• GOAL OF THE EXERCISE: Copy the records below exactly, starting with the line that contains "Can you find the distant" and going on through the line that contains "pixel 871 530", both included.

• SUPPLIED DATA:
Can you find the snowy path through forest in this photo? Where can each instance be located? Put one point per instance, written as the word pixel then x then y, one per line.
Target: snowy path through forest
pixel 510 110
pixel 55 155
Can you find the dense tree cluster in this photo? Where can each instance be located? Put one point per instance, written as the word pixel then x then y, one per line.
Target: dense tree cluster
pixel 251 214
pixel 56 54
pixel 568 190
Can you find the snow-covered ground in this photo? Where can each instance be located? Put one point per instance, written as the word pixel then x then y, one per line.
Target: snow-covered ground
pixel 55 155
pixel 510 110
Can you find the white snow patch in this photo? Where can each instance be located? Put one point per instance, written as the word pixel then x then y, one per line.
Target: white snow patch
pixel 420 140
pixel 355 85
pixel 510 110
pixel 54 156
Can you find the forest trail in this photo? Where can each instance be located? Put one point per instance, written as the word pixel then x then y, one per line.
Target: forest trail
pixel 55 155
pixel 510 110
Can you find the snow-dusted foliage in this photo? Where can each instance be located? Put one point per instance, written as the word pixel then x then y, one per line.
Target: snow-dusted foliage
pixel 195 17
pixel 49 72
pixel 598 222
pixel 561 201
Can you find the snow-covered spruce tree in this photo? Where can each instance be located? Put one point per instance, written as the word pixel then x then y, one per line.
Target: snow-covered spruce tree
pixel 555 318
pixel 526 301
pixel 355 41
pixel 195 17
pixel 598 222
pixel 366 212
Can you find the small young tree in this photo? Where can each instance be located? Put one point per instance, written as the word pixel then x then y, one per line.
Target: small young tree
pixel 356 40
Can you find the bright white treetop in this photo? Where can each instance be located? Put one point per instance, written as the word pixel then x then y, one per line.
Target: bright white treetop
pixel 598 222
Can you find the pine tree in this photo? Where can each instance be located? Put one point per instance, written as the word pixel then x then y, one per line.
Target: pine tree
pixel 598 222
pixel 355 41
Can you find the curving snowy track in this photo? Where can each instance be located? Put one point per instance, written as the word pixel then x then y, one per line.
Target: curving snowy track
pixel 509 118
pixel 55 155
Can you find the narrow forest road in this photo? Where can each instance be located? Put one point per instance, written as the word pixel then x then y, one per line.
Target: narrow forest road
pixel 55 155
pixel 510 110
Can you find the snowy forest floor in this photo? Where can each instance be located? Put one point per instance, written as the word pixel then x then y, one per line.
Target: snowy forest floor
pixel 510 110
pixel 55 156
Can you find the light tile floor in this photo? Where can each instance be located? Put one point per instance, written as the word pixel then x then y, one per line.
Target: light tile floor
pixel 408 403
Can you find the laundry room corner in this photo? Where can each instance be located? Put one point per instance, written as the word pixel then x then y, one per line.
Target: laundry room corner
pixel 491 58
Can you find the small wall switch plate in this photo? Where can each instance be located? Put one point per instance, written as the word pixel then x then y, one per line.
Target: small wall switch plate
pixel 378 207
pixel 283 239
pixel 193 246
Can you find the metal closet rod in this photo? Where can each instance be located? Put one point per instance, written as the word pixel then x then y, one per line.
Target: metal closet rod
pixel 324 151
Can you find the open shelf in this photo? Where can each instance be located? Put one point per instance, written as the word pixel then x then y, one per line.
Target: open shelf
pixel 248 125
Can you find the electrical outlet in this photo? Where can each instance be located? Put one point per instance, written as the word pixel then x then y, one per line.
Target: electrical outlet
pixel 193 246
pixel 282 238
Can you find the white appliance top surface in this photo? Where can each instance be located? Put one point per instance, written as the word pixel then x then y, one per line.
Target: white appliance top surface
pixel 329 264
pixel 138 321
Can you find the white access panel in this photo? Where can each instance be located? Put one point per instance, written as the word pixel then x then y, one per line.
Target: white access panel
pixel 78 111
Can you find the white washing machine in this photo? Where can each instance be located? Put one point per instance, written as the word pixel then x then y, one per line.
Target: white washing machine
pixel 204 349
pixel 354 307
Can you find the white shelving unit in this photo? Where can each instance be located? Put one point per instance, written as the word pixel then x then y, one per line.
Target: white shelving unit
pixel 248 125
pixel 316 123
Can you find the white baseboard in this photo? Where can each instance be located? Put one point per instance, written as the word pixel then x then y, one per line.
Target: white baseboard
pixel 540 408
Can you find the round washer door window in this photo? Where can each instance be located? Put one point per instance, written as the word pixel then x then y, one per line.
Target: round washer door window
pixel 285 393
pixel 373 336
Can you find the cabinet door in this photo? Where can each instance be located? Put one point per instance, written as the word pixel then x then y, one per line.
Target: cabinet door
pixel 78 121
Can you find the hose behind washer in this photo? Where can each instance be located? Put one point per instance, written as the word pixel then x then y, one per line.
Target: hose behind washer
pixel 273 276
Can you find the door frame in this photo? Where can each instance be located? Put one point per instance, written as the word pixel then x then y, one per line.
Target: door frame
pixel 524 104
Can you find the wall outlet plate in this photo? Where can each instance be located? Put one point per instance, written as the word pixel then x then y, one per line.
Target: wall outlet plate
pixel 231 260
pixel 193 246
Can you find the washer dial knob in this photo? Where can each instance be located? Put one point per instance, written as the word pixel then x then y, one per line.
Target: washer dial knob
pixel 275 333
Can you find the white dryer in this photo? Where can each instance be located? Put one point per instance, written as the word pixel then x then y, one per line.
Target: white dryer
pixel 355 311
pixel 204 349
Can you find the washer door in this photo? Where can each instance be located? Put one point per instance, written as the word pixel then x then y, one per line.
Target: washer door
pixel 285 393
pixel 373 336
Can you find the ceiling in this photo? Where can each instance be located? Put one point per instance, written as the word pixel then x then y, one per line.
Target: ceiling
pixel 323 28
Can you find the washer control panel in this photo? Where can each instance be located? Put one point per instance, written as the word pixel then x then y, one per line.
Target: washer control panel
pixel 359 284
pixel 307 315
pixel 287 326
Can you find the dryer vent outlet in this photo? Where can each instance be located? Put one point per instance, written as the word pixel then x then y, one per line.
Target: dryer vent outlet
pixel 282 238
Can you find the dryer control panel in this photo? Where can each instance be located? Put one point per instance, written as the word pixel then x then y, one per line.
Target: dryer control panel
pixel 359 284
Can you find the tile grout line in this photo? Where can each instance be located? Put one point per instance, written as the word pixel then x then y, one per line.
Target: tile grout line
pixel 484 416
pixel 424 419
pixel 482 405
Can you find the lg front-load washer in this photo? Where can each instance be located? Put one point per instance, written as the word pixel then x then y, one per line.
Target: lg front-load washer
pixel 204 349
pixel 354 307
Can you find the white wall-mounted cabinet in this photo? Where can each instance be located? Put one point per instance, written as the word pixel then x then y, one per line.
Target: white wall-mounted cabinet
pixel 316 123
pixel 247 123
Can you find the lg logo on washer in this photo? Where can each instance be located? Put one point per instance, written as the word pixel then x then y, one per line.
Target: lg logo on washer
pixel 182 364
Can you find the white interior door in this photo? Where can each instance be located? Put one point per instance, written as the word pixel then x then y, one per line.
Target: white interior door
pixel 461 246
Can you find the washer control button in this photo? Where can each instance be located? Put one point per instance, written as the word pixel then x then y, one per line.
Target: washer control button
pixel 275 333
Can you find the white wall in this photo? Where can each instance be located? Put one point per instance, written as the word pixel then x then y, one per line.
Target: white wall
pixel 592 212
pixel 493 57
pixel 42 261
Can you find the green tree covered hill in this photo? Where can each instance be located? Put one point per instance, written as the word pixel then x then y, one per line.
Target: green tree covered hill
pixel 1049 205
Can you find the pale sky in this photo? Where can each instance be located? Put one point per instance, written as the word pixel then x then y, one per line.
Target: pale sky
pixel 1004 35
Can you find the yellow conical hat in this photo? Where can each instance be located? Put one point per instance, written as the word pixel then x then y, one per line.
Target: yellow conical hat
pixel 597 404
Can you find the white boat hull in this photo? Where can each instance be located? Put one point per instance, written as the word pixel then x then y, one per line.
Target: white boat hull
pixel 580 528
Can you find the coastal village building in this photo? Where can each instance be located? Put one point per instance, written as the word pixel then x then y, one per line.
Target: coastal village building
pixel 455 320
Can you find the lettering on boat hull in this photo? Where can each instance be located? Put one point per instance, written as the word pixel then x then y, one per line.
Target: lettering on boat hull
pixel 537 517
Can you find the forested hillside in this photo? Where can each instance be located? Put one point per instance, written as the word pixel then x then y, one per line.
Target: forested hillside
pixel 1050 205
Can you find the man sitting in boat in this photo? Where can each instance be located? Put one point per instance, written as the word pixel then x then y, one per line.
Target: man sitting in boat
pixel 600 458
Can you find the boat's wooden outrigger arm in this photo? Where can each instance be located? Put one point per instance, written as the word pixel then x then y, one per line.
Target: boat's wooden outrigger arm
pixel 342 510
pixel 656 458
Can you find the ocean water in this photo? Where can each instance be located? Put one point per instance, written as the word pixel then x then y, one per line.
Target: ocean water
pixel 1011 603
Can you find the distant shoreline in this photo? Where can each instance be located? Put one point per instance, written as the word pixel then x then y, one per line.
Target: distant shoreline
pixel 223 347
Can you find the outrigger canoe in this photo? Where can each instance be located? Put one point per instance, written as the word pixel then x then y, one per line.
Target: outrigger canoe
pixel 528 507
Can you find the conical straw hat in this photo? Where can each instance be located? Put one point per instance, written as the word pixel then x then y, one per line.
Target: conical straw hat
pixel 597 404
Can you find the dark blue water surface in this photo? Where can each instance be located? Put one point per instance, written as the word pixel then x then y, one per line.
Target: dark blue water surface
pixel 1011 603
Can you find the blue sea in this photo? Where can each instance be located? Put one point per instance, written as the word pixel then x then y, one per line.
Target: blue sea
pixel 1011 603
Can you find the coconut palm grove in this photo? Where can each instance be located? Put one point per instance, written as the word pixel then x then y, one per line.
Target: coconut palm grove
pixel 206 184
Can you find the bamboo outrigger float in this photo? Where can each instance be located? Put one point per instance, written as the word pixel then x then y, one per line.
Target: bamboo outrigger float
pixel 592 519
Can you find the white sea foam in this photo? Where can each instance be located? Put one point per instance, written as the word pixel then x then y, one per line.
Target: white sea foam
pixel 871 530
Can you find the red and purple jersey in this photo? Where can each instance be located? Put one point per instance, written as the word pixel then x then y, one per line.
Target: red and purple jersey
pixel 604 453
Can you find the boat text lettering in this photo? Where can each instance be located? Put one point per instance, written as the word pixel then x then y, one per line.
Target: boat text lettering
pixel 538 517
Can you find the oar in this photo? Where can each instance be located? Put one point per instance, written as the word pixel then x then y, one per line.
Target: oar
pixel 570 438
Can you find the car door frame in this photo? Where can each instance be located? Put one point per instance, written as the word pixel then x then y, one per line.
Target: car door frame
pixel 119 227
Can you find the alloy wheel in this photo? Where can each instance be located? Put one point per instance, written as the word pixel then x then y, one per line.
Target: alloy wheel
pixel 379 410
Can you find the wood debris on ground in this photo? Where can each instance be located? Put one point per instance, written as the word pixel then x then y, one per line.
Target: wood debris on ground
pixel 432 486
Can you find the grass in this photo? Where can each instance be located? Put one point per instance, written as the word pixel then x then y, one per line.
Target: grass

• RESULT OF THE TASK:
Can you find the distant shoreline in this photo? Where can each instance be located? Put one point per instance, written as the word pixel then x then y, one per line.
Target: distant shoreline
pixel 223 347
Can you find the outrigger canoe in this photo? Where can each instance be located? Put one point per instance, written as the word pixel then x then y, one per line.
Target: outrigger canoe
pixel 528 507
Can you find the conical straw hat in this photo? Where can each instance be located? Put one point per instance, written as the word pixel then x then y, one per line.
Target: conical straw hat
pixel 597 404
Can you find the dark blue water surface in this photo? Where can each instance be located? Put one point per instance, written as the word pixel then x then y, one per line.
Target: dark blue water surface
pixel 1011 603
Can you find the blue sea in this photo? Where can each instance be located? Put one point per instance, written as the word pixel then x then y, one per line.
Target: blue sea
pixel 1011 603
Can you find the coconut palm grove in this photo? Where can each instance be located? Put one point per instance, written as the word pixel then x then y, one per line.
Target: coconut palm grove
pixel 206 184
Can you find the bamboo outrigger float in this photo? Where can each instance be located? Put one point per instance, written as the word pixel then x then y, one per line.
Target: bamboo outrigger float
pixel 592 519
Can you find the white sea foam in this photo? Where can each instance be located? Put one point per instance, written as the word pixel then x then y, one per line.
Target: white sea foam
pixel 871 530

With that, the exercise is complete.